_GOAL OF THE EXERCISE_: Set down the data that follows, exactly and completely.

[Stored data]
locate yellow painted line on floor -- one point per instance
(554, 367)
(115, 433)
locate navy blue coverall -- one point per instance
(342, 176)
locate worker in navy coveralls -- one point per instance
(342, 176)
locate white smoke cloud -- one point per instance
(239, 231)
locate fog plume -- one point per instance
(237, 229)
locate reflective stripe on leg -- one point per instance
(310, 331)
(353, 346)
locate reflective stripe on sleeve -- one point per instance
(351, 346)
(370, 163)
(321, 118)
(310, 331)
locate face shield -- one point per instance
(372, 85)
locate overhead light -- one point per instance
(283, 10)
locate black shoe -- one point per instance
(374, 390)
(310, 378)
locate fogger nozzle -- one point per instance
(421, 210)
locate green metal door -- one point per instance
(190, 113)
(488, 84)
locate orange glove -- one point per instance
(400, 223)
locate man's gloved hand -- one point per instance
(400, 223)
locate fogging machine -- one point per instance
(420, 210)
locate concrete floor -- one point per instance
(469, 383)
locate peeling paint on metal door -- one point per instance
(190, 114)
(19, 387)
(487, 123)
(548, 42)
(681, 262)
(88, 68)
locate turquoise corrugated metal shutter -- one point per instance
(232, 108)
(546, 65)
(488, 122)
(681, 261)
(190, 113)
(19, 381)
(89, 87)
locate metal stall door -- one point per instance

_TASK OUTPUT_:
locate yellow painted line on floor -- one point per instance
(554, 367)
(115, 433)
locate navy blue coverall -- one point per instance
(342, 176)
locate worker in navy coveralls -- one point per instance
(342, 176)
locate white smoke cloud -- one point per instance
(239, 231)
locate fog plume -- one point per instance
(237, 229)
locate reflective stripe on leg -- one point per instance
(310, 331)
(353, 346)
locate reflective stripe on sleeve -- one point per instance
(351, 346)
(370, 163)
(321, 118)
(310, 331)
locate face shield -- one point per instance
(372, 85)
locate overhead light -- one point per instance
(283, 10)
locate black shoe -- one point per instance
(374, 390)
(310, 378)
locate fogger nozzle -- one point per instance
(421, 210)
locate green metal door -- one point per instance
(190, 113)
(488, 84)
locate orange glove -- one point per instance
(400, 223)
locate man's gloved hand -- one point per instance
(400, 223)
locate fogging machine -- one point per instance
(420, 210)
locate concrete floor -- one point per instance
(469, 383)
locate peeling paint on metal door -- one point per instance
(190, 114)
(19, 387)
(487, 123)
(548, 42)
(681, 262)
(88, 68)
locate turquoise corrugated metal shutter -- one point per instance
(232, 108)
(546, 65)
(488, 122)
(681, 261)
(190, 113)
(19, 381)
(89, 87)
locate metal stall door -- one point per instance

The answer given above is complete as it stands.